→ What you have to do:
From the entries below, gather each line containing the word "metal".

Region pointing data

►

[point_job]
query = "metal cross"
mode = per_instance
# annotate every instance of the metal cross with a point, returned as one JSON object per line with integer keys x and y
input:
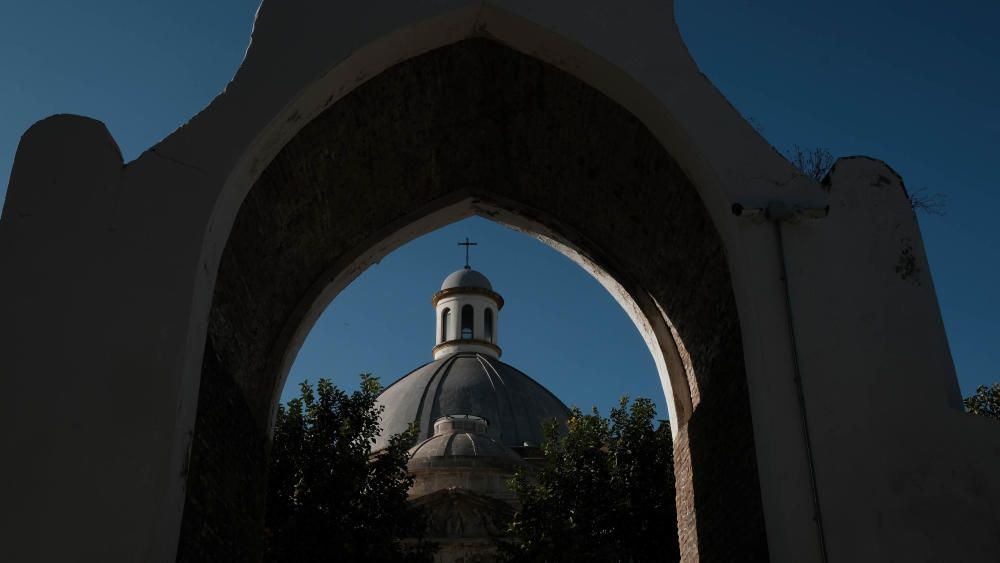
{"x": 467, "y": 244}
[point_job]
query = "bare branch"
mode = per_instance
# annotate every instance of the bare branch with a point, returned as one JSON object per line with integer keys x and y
{"x": 814, "y": 163}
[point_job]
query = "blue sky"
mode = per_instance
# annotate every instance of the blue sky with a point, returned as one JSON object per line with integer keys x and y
{"x": 913, "y": 83}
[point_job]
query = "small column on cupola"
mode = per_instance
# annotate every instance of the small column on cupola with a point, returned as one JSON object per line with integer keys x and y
{"x": 467, "y": 312}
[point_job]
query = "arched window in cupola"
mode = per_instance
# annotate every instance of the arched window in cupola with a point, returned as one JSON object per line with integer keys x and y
{"x": 467, "y": 316}
{"x": 445, "y": 321}
{"x": 488, "y": 324}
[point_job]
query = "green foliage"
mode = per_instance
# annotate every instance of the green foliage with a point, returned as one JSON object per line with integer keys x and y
{"x": 605, "y": 492}
{"x": 329, "y": 497}
{"x": 986, "y": 401}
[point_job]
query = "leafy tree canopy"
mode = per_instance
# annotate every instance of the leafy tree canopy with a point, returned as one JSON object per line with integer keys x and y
{"x": 986, "y": 401}
{"x": 329, "y": 497}
{"x": 605, "y": 491}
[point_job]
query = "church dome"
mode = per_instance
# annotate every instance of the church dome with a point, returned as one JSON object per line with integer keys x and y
{"x": 466, "y": 277}
{"x": 514, "y": 405}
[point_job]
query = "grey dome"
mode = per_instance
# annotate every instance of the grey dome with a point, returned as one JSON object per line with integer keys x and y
{"x": 466, "y": 277}
{"x": 514, "y": 405}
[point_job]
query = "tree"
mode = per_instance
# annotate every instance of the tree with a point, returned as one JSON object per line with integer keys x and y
{"x": 605, "y": 491}
{"x": 328, "y": 495}
{"x": 986, "y": 401}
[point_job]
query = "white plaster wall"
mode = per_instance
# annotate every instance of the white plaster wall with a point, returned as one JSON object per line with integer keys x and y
{"x": 108, "y": 274}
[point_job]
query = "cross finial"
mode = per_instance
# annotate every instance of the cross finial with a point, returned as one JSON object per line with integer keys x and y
{"x": 467, "y": 244}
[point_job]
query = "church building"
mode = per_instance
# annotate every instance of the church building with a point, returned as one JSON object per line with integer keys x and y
{"x": 480, "y": 420}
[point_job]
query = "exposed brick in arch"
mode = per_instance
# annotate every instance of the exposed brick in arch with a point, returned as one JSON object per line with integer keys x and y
{"x": 473, "y": 119}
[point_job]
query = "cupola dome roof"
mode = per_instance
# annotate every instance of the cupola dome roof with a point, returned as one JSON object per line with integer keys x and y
{"x": 466, "y": 277}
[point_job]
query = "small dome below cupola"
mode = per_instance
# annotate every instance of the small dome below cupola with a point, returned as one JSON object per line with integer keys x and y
{"x": 468, "y": 315}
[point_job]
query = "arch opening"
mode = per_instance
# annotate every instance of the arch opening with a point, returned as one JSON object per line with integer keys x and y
{"x": 427, "y": 142}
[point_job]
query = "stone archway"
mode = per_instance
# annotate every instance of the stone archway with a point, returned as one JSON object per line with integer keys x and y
{"x": 478, "y": 125}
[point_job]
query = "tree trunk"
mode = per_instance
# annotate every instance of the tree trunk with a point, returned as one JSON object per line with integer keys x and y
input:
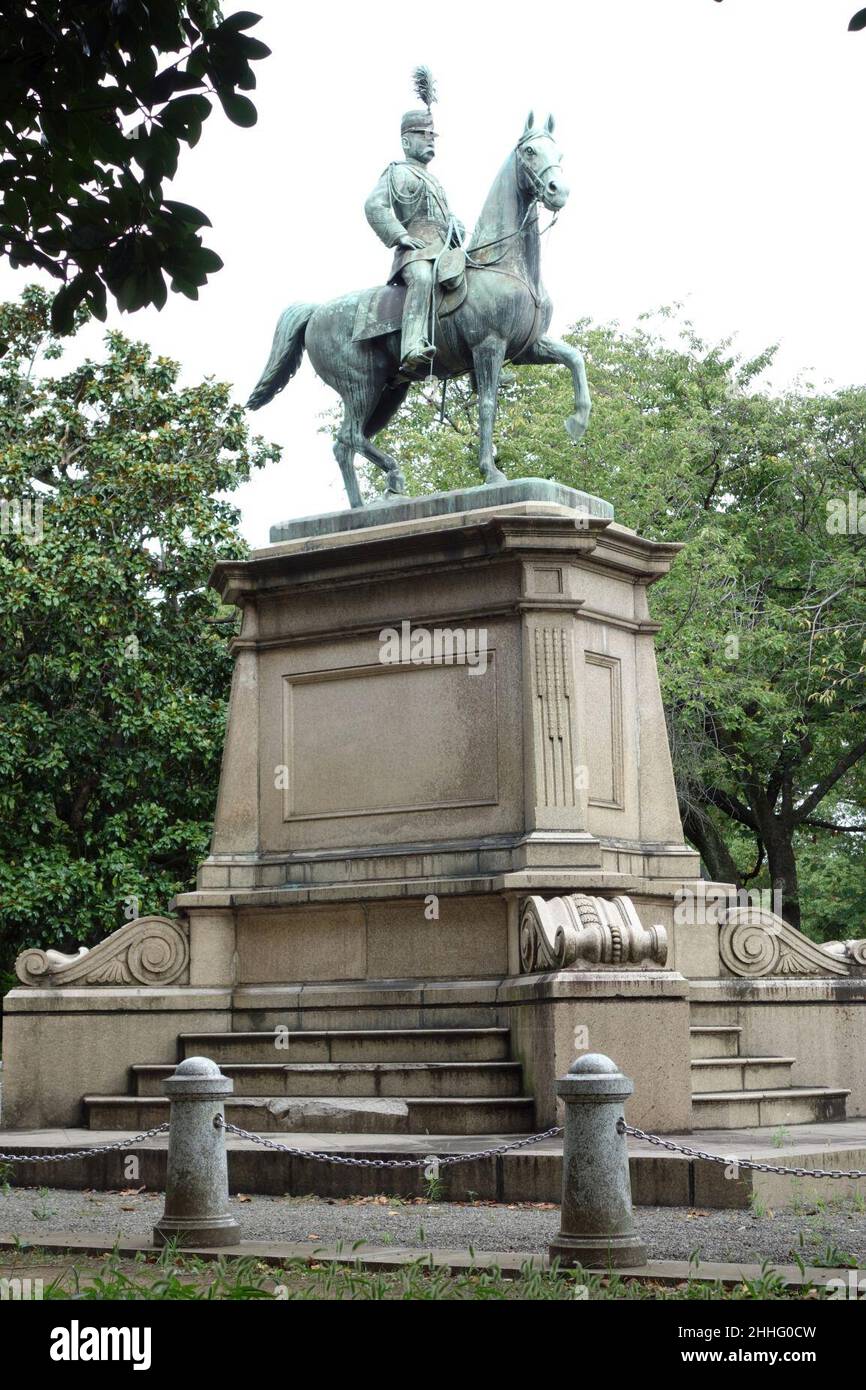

◄

→ Response:
query = "metal cross"
# annotate every instance of the metal cross with a point, returned as one JSON object per line with integer keys x and y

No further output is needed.